• [Source material]:
━━━━
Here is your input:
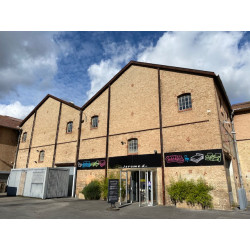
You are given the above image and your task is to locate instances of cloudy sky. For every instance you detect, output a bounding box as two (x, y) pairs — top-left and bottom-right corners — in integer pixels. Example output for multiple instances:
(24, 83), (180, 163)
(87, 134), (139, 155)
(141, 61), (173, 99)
(0, 31), (250, 118)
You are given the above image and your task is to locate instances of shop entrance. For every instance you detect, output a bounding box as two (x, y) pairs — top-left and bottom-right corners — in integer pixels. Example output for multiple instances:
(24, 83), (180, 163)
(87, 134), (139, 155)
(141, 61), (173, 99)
(120, 170), (157, 207)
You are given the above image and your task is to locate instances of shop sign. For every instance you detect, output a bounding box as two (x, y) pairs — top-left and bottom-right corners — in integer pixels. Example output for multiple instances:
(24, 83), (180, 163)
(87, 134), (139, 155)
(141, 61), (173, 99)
(77, 158), (106, 170)
(109, 154), (161, 169)
(108, 179), (118, 203)
(164, 149), (224, 167)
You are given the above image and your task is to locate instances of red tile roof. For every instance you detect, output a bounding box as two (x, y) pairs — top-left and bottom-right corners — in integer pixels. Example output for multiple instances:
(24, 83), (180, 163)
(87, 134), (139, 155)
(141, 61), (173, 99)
(0, 115), (22, 129)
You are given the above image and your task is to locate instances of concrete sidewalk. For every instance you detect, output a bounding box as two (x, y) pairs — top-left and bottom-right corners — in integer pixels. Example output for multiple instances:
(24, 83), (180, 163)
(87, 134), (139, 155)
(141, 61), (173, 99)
(0, 195), (250, 219)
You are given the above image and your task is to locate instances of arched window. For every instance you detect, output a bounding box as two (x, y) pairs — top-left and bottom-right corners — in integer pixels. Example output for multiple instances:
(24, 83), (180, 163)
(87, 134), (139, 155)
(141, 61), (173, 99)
(178, 93), (192, 111)
(128, 138), (138, 154)
(66, 122), (73, 133)
(91, 115), (98, 128)
(22, 132), (27, 142)
(38, 150), (45, 162)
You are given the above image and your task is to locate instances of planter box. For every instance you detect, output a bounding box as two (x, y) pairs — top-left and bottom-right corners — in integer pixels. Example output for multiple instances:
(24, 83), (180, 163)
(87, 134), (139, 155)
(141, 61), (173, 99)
(176, 202), (202, 210)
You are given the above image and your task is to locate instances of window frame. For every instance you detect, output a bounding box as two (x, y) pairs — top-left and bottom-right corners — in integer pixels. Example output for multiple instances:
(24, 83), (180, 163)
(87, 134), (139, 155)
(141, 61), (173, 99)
(177, 93), (193, 112)
(22, 132), (27, 142)
(66, 121), (73, 134)
(127, 138), (139, 155)
(38, 150), (45, 163)
(90, 115), (99, 129)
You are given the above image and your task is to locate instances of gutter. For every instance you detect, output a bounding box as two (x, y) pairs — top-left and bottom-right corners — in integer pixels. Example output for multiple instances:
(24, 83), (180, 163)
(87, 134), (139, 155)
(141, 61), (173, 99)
(13, 128), (23, 169)
(231, 110), (244, 188)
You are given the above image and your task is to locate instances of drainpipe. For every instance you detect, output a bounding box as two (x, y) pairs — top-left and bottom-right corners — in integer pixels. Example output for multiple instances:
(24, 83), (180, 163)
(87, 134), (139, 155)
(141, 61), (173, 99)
(13, 128), (22, 169)
(231, 110), (244, 188)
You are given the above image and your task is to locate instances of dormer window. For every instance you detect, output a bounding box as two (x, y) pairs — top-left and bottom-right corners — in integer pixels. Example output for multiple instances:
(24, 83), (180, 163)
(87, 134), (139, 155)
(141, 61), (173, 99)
(178, 93), (192, 111)
(38, 150), (45, 162)
(22, 132), (27, 142)
(66, 122), (73, 134)
(91, 115), (98, 128)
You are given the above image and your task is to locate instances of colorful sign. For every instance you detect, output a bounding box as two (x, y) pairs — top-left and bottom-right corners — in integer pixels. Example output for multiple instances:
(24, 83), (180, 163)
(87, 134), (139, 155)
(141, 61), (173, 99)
(77, 158), (106, 170)
(164, 149), (224, 167)
(109, 154), (161, 169)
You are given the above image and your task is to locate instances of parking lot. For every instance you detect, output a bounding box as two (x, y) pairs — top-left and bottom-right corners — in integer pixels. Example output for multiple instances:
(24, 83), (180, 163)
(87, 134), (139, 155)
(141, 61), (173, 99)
(0, 196), (250, 219)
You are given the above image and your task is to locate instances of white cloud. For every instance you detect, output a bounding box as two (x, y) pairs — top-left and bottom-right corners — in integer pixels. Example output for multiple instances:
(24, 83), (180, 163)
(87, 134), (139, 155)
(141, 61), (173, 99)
(0, 101), (35, 119)
(88, 32), (250, 103)
(87, 41), (136, 99)
(0, 32), (59, 98)
(137, 32), (250, 103)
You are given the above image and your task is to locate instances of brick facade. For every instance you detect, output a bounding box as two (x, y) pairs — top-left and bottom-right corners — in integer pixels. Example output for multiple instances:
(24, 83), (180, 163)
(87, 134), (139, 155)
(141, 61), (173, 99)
(14, 62), (239, 209)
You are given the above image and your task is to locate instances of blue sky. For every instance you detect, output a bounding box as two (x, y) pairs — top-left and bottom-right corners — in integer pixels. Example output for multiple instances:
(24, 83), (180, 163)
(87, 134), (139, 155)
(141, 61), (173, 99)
(0, 31), (250, 118)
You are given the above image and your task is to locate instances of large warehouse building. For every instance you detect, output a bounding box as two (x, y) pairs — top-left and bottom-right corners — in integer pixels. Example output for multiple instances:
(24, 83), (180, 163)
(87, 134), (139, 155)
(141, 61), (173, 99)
(14, 61), (241, 209)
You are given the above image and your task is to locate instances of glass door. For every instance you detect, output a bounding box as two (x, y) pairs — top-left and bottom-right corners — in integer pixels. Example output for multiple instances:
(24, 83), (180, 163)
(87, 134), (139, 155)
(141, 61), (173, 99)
(139, 171), (154, 207)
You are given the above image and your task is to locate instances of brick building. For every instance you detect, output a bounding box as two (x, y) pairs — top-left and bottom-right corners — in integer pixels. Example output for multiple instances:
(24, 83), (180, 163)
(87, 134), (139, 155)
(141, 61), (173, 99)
(0, 115), (22, 192)
(16, 61), (240, 209)
(232, 102), (250, 200)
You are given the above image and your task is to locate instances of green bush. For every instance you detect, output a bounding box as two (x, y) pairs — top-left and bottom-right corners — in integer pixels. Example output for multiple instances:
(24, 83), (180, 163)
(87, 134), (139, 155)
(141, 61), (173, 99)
(82, 181), (101, 200)
(97, 172), (126, 200)
(167, 178), (213, 209)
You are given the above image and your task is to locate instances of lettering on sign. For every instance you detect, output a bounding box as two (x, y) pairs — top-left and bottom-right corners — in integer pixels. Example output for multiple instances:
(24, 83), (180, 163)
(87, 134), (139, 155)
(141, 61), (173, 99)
(165, 149), (224, 167)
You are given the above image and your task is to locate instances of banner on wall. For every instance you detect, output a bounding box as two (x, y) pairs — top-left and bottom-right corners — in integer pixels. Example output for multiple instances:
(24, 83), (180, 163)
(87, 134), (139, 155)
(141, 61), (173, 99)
(164, 149), (224, 167)
(77, 158), (106, 170)
(109, 154), (161, 169)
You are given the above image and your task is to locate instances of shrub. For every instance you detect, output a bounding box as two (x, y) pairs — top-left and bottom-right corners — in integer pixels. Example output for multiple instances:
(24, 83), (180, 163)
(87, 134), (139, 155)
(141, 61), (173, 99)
(82, 181), (101, 200)
(167, 178), (213, 209)
(97, 172), (126, 200)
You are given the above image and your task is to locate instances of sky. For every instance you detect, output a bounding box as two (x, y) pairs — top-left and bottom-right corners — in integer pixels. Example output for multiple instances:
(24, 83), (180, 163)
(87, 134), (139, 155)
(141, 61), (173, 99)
(0, 31), (250, 119)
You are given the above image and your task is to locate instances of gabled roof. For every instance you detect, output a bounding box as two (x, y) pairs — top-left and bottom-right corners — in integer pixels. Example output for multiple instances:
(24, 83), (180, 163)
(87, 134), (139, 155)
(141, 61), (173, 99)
(19, 94), (81, 127)
(82, 61), (232, 112)
(0, 115), (22, 129)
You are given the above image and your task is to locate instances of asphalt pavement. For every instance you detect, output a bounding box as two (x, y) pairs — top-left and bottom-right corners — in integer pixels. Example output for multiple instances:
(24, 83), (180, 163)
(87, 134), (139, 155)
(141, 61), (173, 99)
(0, 195), (250, 219)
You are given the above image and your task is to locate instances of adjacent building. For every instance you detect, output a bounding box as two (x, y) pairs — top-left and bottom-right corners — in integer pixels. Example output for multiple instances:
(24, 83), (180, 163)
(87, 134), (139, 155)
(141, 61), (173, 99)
(232, 102), (250, 200)
(15, 61), (241, 209)
(0, 115), (22, 192)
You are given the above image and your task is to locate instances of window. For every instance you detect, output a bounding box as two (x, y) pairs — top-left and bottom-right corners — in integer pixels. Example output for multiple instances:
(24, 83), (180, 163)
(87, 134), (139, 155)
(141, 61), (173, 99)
(22, 132), (27, 142)
(178, 94), (192, 111)
(38, 150), (44, 162)
(66, 122), (73, 133)
(128, 139), (138, 154)
(91, 116), (98, 128)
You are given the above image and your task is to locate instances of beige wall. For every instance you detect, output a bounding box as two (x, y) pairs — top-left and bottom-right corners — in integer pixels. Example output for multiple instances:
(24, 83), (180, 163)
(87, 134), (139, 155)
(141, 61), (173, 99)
(0, 127), (18, 171)
(234, 113), (250, 200)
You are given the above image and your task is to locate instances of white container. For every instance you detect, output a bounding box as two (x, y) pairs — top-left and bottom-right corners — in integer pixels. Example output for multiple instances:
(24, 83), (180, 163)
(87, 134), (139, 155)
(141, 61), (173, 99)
(7, 168), (69, 199)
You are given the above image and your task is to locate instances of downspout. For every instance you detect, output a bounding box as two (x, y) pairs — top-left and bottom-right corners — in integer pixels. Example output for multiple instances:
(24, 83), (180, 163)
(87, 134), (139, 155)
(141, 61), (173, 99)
(158, 68), (166, 205)
(231, 110), (244, 188)
(105, 85), (110, 179)
(13, 128), (22, 169)
(73, 109), (83, 196)
(52, 102), (62, 168)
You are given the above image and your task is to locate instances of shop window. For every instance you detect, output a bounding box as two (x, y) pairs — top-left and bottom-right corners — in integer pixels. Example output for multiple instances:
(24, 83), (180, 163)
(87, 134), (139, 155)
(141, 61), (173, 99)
(38, 150), (45, 162)
(22, 132), (27, 142)
(66, 122), (73, 134)
(178, 94), (192, 111)
(91, 116), (98, 128)
(128, 138), (138, 154)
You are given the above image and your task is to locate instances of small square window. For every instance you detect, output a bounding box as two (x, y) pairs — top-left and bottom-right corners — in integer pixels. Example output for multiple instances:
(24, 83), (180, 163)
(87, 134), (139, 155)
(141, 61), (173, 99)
(128, 139), (138, 154)
(66, 122), (73, 133)
(178, 94), (192, 111)
(22, 132), (27, 142)
(38, 150), (45, 162)
(91, 116), (98, 128)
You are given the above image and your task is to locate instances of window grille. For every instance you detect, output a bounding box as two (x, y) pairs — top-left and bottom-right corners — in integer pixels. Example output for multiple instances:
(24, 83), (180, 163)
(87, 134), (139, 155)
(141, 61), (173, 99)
(91, 116), (98, 128)
(22, 132), (27, 142)
(39, 150), (44, 162)
(67, 122), (73, 133)
(178, 94), (192, 110)
(128, 139), (138, 154)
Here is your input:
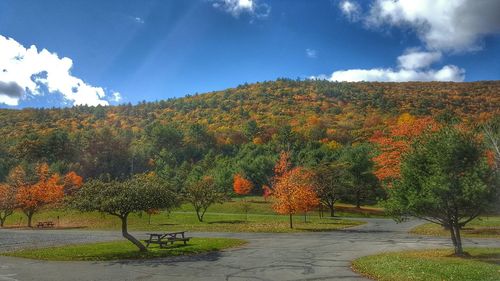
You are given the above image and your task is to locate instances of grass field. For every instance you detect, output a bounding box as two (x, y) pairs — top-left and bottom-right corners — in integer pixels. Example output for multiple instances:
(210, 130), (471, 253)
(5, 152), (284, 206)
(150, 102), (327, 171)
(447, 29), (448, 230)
(0, 238), (246, 261)
(353, 248), (500, 281)
(411, 216), (500, 238)
(1, 197), (370, 232)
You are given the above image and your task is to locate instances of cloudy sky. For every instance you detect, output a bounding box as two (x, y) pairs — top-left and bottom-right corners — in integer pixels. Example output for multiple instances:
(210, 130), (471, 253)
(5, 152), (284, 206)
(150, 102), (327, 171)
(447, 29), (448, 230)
(0, 0), (500, 108)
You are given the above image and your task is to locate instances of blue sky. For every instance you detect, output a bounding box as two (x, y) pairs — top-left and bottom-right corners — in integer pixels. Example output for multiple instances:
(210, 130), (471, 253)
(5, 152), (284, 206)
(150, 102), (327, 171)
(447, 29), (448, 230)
(0, 0), (500, 107)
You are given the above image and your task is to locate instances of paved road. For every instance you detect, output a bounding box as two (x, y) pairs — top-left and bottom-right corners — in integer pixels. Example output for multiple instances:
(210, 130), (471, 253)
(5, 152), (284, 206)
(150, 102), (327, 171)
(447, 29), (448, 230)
(0, 219), (500, 281)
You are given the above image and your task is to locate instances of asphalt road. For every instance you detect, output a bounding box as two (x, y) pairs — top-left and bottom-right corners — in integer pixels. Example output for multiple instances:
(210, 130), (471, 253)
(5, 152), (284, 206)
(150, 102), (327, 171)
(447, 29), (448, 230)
(0, 219), (500, 281)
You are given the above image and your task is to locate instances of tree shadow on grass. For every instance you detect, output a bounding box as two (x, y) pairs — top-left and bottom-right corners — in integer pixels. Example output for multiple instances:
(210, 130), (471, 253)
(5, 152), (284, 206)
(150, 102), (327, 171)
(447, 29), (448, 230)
(467, 253), (500, 265)
(207, 220), (245, 224)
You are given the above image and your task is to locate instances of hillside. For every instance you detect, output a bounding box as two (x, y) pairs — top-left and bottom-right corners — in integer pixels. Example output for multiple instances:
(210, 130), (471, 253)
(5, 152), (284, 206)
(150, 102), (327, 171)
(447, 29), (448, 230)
(0, 79), (500, 180)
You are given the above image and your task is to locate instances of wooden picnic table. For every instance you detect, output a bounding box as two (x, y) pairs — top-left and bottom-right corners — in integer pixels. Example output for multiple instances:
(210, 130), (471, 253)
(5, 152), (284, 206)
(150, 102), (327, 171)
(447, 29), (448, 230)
(144, 231), (191, 248)
(36, 221), (54, 228)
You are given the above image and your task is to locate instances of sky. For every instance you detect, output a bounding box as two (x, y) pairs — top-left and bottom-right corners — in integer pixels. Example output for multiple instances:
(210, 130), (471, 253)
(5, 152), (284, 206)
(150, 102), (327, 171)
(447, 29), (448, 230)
(0, 0), (500, 108)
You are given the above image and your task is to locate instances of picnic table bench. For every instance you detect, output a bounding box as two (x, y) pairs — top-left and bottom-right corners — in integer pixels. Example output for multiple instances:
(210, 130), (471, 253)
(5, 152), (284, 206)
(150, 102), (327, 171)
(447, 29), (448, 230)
(144, 231), (191, 248)
(36, 221), (54, 228)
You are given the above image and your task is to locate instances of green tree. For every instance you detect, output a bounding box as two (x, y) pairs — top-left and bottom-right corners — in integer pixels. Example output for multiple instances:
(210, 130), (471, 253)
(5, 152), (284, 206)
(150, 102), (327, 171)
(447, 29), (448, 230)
(72, 174), (178, 252)
(314, 162), (353, 217)
(386, 127), (498, 255)
(184, 172), (228, 222)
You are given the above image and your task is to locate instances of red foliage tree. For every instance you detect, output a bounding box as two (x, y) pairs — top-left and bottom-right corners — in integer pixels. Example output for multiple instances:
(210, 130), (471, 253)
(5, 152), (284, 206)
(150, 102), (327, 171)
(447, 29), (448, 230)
(233, 174), (253, 195)
(273, 167), (319, 228)
(370, 114), (439, 183)
(16, 163), (64, 227)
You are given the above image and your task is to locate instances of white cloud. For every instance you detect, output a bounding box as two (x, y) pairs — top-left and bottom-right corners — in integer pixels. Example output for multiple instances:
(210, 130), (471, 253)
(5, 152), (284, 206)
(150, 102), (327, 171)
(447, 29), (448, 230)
(365, 0), (500, 52)
(133, 17), (144, 24)
(318, 49), (465, 82)
(328, 65), (465, 82)
(339, 0), (361, 21)
(0, 35), (108, 106)
(306, 48), (318, 59)
(398, 50), (442, 69)
(111, 92), (122, 102)
(212, 0), (271, 18)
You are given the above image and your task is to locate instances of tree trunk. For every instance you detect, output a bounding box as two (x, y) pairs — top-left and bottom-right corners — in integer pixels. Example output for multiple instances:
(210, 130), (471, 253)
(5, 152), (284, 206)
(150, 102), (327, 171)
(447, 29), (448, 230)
(120, 214), (148, 252)
(450, 222), (457, 247)
(194, 208), (203, 222)
(26, 212), (33, 227)
(452, 225), (464, 256)
(0, 211), (13, 227)
(328, 204), (335, 218)
(356, 190), (361, 209)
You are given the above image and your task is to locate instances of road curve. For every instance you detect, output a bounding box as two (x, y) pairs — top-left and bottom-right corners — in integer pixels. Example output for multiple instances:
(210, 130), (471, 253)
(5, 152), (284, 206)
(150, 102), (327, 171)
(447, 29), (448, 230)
(0, 219), (500, 281)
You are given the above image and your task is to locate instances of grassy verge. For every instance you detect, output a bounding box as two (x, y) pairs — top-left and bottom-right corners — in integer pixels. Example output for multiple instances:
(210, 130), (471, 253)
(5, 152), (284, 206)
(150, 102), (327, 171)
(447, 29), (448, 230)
(411, 216), (500, 238)
(1, 238), (246, 261)
(2, 197), (368, 232)
(2, 210), (363, 232)
(353, 248), (500, 281)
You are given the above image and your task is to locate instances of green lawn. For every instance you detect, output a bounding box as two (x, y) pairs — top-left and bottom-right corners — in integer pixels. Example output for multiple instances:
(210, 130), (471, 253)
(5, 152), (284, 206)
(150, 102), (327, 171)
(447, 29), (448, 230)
(1, 197), (368, 232)
(0, 238), (246, 261)
(353, 248), (500, 281)
(411, 216), (500, 238)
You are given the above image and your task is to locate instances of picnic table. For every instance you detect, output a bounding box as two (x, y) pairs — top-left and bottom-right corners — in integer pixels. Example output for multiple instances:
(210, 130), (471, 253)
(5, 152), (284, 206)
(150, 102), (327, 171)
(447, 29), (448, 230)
(144, 231), (191, 248)
(36, 221), (54, 228)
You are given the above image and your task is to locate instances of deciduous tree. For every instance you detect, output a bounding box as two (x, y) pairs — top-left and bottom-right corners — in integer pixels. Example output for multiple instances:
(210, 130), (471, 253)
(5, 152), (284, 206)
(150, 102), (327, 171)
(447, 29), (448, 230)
(233, 174), (253, 220)
(370, 114), (439, 184)
(16, 163), (64, 227)
(184, 176), (228, 222)
(314, 162), (353, 217)
(273, 167), (319, 228)
(386, 128), (498, 255)
(72, 174), (178, 252)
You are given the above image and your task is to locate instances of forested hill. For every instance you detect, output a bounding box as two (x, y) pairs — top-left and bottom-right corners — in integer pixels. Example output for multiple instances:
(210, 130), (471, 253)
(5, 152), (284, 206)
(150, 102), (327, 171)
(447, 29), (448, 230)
(0, 79), (500, 183)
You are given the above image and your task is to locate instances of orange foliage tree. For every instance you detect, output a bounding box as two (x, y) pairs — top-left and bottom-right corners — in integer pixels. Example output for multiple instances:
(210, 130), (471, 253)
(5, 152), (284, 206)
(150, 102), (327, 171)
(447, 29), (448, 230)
(0, 166), (26, 227)
(273, 167), (319, 228)
(16, 163), (64, 227)
(233, 174), (253, 195)
(63, 171), (83, 195)
(370, 113), (439, 183)
(262, 185), (273, 201)
(0, 183), (16, 227)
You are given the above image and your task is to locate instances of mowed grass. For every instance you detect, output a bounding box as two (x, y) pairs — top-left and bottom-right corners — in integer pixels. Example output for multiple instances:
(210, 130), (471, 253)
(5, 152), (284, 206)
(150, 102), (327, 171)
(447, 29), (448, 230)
(1, 238), (246, 261)
(411, 216), (500, 238)
(353, 248), (500, 281)
(1, 197), (368, 232)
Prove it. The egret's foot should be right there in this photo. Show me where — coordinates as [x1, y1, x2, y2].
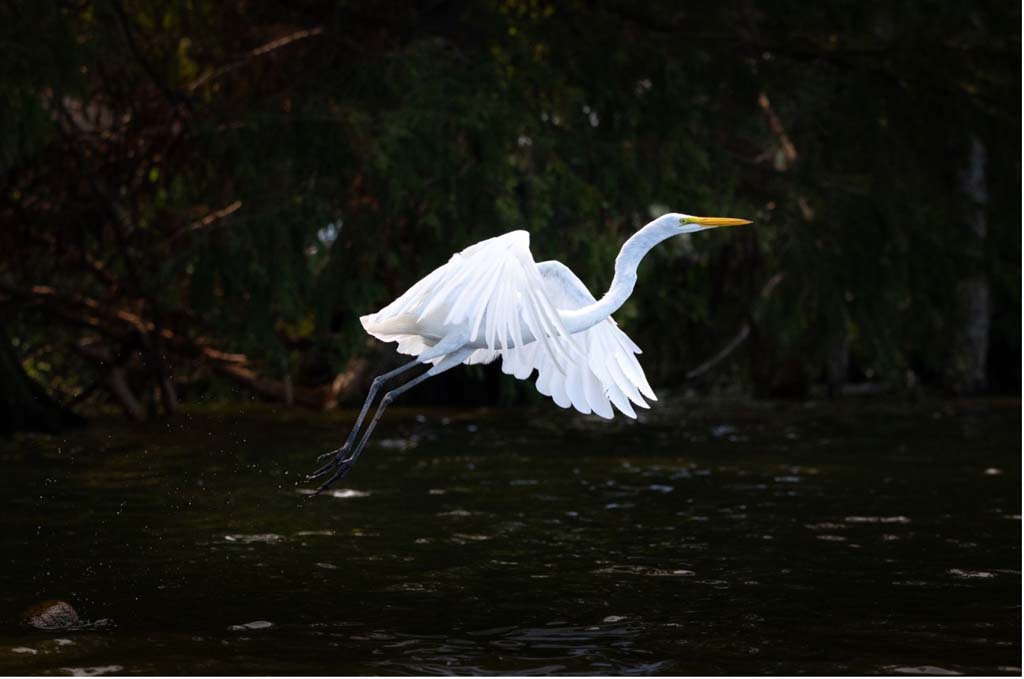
━━━━
• [Goal]: Reproduce word for word the lines of the entries from the line that contains "instances of forested" through the line that contains "(0, 79), (500, 183)", including both of those lines.

• [Written answer]:
You are given the above image and your task is to locate instances of forested hill. For every instance you detect, output a bounding box as two (x, y) pairs — top-left and bottom-right corners — in integer pixels. Example output for multiple instances:
(210, 130), (471, 253)
(5, 152), (284, 206)
(150, 102), (327, 171)
(447, 29), (448, 230)
(0, 79), (500, 183)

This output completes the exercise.